▶ Explorer le contenu
(a) D'après le texte sur l'éthique des intervenants en santé mentale, qu'organise Zoé les fins de semaine dans son bureau privé ?
(b) Donnez la suite du texte sur l'éthique des intervenants en santé mentale.

▶ Texte fourni
>>>>>

Vous avez été engagé en relation d'aide par une entreprise.  Un peu plus tard, la même compagnie veut vous engager dans la sélection des candidats à un poste de cadre.  Vous en avez suivi plusieurs en psychothérapie.  Certains sont toxicomanes, d'autres détestent le président de la compagnie.  Pouvez-vous utiliser les confidences qu'ils vous ont faites de bonne foi alors qu'ils vous consultaient en tant qu'intervenant en santé mentale?  Ce serait un manquement à l'éthique.  Vous occupez maintenant une autre fonction.  Ils ne se seraient pas confiés à vous si vous aviez représenté l'organisation.  Ne vous mettez pas en situation de conflit de rôles.

 

La fausse représentation

 

Il est étonnant de constater que moins l'intervenant en santé mentale a d'expérience, plus il revendique d'expertises dans différents domaines.  Il est, certes, difficile de  recruter une clientèle, mais prenez garde à ne pas sombrer dans la fausse représentation.  Ne faites pas de publicité trompeuse ou prêtant à confusion par omission.  N'exagérez pas votre compétence ou l'efficacité de vos services.  Assurez-vous que vos services sont conformes à la publicité.

 

La compétence

 

Certains intervenants en santé mentale excellent  auprès des adultes, mais n'ont aucune compétence avec de jeunes enfants.  D'autres sont excellents dans une approche à court terme, mais n'ont aucune formation pour travailler à long terme.  Vous pouvez faire d'excellentes évaluations psychologiques pour l'école et être complètement incapable d'en faire une pour la cour.

 

Les temps sont durs, l'argent, difficile à gagner.  Le client a toutefois le droit de faire affaire avec une personne compétente.  Prenez soin de vous former suffisamment avant de modifier votre champ d'expertise.

 

 

Les relations intimes

 

Évitez les situations qui risquent d'être nuisibles au client.  Les relations sexuelles entre intervenants en santé mentale et clients en sont un exemple largement publicisé.  

 

Zoé a un bureau privé où elle organise, les fins de semaine, des groupes de psychothérapie.  Elle en profite pour choisir, parmi les participants, un homme qui lui plaît.  Elle l'entraîne dans sa vie pour quelque temps, partageant avec lui toutes sortes d'activités sociales, culturelles et sexuelles.  Interrogée sur son comportement, elle affirme qu'il s'agit de relations normales entre adultes consentants.  Elle trouve ceux qui la critiquent rigides et frustrés sexuellement.

<<<<<

▶ Données sources

>>>>>

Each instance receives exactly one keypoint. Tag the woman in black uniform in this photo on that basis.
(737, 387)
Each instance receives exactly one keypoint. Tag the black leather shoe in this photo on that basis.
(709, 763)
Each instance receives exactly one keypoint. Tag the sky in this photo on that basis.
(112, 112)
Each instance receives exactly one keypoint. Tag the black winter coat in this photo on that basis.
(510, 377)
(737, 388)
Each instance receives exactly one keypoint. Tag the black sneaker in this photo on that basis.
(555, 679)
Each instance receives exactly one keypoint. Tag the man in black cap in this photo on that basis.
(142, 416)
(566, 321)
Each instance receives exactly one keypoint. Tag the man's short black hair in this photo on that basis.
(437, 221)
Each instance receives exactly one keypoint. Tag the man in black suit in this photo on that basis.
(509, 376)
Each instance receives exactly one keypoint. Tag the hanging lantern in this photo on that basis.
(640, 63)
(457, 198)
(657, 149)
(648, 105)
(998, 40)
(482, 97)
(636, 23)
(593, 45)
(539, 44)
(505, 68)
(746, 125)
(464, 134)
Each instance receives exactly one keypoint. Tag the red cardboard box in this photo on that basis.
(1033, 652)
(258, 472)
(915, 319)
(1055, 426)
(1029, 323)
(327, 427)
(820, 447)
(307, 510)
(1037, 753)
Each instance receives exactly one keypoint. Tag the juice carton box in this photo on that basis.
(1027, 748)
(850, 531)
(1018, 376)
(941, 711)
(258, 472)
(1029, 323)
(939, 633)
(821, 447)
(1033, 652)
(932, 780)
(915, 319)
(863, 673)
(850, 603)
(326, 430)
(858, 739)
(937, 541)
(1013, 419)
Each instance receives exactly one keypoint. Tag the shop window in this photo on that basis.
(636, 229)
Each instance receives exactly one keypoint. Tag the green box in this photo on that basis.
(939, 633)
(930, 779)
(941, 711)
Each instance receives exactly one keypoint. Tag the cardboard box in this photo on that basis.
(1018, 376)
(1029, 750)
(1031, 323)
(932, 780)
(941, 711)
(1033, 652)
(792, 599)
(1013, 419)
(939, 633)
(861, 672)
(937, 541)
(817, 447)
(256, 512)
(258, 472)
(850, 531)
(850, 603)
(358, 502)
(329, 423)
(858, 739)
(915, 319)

<<<<<

▶ Réponses
(a) Elle y organise des groupes de psychothérapie.

(b)
 

 

Pourquoi l'éthique et la déontologie condamnent-elles des relations sexuelles entre adultes consentants?  Est-ce une règle morale dépassée?   La relation entre l'intervenant en santé mentale et sa cliente est par définition inégale.  La cliente consulte dans un moment de vulnérabilité.  L'intervenant a un certain prestige et un certain pouvoir.  Il y a risque d'abus de pouvoir quand l'intervenant cesse d'être au service de sa cliente pour satisfaire ses besoins.  Il perd l'objectivité nécessaire à une bonne évaluation de la situation.  Le client n'a plus de thérapeute.  Il risque un accroissement de sa douleur, de la confusion, et le recours ultérieur à un autre intervenant sera plus compliqué.  

 

Dans ce genre de situation, les intervenants ont souvent recours à des rationalisations: ce serait pour le bien de la cliente, elle aurait la liberté d'accepter ou de refuser, ou elle serait pleinement consentante.  L'intervenant risque toutefois d'être idéalisé dans cette relation.  Il devrait le savoir.  Qu'il ne puisse s'empêcher de passer à l'acte est révélateur de problèmes personnels, bien plus que d'un désir réel d'établir une relation intime.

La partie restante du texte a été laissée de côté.